» **WORK TO DO**: Locate every line in the items below that contains the word "loader", and copy each such line in full.

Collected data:
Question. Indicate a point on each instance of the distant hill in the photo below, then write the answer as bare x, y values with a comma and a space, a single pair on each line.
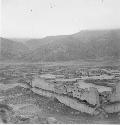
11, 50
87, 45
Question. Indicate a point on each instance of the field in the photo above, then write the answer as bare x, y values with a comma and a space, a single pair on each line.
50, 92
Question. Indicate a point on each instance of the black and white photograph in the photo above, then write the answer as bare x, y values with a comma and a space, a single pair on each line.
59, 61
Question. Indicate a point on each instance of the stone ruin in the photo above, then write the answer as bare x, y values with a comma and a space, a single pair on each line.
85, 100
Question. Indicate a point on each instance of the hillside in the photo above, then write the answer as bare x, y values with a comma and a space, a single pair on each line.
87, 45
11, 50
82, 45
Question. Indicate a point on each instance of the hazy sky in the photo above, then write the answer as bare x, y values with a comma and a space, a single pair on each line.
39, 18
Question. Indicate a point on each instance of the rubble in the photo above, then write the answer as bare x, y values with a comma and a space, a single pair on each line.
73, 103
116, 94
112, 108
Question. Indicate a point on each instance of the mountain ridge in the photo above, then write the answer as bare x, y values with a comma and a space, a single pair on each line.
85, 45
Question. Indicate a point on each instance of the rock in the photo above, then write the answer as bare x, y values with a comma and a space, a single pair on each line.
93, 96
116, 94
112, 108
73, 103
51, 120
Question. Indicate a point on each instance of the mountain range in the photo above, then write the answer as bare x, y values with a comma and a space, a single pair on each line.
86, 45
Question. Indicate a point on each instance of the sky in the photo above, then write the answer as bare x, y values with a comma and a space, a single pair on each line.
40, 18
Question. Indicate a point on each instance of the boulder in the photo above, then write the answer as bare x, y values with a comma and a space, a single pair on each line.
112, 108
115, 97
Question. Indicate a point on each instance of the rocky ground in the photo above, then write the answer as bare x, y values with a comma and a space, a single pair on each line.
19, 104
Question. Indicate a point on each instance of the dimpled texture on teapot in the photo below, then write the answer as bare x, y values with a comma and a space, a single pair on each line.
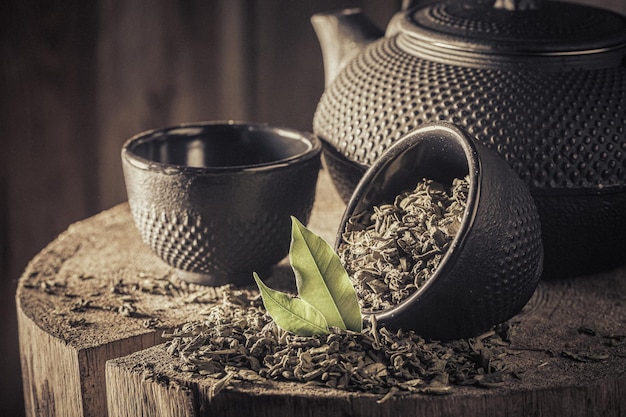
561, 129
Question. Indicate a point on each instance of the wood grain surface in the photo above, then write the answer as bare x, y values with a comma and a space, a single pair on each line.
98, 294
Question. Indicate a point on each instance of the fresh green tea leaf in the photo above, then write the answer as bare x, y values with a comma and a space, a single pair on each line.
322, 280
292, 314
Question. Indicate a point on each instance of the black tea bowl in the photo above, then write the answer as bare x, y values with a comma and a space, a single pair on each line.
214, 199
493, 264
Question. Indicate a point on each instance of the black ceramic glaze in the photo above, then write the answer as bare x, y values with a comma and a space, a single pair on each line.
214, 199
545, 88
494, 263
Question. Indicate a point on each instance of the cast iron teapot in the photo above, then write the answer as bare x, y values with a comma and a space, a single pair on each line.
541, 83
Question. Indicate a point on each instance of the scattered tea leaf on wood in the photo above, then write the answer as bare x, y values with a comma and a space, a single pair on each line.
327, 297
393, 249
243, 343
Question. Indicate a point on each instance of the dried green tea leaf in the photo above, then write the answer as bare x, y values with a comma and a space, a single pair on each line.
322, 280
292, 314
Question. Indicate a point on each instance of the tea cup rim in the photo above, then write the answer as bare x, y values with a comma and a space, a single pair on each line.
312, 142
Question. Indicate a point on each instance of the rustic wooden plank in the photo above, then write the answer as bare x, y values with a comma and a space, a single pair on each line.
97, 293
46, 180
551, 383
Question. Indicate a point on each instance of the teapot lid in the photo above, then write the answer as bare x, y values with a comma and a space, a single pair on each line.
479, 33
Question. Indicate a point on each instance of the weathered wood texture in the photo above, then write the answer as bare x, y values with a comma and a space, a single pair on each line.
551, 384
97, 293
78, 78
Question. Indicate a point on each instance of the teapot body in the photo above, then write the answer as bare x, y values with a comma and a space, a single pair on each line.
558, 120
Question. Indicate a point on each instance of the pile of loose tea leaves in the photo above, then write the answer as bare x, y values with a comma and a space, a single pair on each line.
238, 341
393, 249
* * *
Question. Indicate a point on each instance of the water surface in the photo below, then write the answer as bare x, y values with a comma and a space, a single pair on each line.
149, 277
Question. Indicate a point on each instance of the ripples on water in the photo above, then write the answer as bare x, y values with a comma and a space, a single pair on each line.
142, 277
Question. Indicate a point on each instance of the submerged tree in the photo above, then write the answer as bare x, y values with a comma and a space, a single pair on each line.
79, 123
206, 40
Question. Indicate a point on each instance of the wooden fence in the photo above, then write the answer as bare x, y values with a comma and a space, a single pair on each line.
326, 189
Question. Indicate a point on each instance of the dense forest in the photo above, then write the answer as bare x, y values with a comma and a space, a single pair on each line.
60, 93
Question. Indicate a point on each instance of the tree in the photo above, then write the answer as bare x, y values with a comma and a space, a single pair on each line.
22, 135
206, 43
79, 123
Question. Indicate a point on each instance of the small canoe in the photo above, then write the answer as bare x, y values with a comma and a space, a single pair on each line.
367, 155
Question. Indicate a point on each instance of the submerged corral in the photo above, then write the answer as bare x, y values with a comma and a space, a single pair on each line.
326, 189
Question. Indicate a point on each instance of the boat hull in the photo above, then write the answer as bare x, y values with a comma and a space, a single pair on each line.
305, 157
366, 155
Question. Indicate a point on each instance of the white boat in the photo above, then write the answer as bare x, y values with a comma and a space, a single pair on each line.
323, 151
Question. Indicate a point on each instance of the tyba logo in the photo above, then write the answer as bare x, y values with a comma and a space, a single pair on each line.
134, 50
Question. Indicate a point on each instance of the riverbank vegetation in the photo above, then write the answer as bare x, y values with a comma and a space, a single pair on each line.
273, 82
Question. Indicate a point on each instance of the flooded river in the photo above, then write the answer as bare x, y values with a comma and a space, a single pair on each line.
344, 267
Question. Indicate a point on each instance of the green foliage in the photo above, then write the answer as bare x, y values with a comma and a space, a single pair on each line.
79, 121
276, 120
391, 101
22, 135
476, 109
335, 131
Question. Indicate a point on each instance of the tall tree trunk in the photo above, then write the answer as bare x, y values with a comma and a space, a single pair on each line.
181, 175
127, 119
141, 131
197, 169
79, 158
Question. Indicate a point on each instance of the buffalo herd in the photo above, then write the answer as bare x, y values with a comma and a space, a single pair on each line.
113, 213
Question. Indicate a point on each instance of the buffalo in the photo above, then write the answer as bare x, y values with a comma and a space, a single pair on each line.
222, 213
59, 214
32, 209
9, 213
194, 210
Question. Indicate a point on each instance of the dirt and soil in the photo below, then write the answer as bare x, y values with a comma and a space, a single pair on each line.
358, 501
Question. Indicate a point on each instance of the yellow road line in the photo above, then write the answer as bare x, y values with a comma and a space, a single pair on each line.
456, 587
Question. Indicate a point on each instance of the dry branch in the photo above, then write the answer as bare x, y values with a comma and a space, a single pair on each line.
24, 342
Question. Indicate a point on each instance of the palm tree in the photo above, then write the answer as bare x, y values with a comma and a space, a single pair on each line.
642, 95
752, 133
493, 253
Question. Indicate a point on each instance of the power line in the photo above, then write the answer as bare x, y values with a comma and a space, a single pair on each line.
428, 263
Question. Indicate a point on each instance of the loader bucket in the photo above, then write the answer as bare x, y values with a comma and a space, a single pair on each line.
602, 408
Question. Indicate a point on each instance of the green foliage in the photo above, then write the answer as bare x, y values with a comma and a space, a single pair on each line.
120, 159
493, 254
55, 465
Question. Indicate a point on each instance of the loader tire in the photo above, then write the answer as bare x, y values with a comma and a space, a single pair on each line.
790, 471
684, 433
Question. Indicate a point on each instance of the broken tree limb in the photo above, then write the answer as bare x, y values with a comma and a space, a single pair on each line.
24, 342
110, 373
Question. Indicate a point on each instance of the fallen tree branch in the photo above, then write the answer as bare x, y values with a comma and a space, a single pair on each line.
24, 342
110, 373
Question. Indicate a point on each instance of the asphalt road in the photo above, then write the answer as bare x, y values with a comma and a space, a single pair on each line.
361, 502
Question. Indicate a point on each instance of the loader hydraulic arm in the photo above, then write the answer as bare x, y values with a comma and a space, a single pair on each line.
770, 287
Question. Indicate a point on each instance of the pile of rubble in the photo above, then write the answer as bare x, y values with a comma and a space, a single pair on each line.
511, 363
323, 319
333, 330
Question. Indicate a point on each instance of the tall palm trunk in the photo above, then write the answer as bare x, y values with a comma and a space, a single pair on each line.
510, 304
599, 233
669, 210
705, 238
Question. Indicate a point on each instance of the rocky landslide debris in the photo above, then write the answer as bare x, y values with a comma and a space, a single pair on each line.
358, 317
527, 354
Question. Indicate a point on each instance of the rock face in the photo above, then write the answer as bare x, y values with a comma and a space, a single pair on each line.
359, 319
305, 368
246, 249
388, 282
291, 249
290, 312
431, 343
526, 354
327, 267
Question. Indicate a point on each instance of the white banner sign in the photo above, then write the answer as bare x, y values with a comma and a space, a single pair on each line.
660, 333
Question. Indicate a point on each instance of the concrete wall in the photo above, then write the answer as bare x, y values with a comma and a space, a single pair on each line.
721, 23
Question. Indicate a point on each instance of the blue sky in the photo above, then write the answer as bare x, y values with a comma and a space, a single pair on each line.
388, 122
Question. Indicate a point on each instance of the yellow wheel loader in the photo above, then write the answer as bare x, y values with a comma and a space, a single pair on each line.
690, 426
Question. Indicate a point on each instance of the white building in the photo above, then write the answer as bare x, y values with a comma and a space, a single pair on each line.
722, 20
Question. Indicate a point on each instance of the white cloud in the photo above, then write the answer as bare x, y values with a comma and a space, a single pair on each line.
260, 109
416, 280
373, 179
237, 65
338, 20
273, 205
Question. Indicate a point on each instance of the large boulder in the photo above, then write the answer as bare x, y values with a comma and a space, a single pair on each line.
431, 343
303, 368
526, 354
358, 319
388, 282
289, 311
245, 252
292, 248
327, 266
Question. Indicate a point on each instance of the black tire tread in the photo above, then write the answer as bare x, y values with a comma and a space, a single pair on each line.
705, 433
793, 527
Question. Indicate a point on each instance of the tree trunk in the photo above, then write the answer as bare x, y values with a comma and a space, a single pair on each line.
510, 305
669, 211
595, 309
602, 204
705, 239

» **WRITTEN RESPONSE**:
Question. Indicate a point on each instance of the loader bucket in the photo above, then write the answer as bare x, y values with a comma and a space, a single pair on each line.
Question. Indicate a point on each instance of the loader tire in the photo above, then write the answer as bare x, y values with a comma and a space, a single pair on each line.
Question. Indicate a point on each instance of the loader hydraulic arm in the photo above, then write the answer as bare x, y values with a comma and a space, a single pair on each line.
Question. Indicate a point on each instance of the yellow wheel loader in the photo above, then write the answer as bare x, y values with a comma and a space, a single pair on each line.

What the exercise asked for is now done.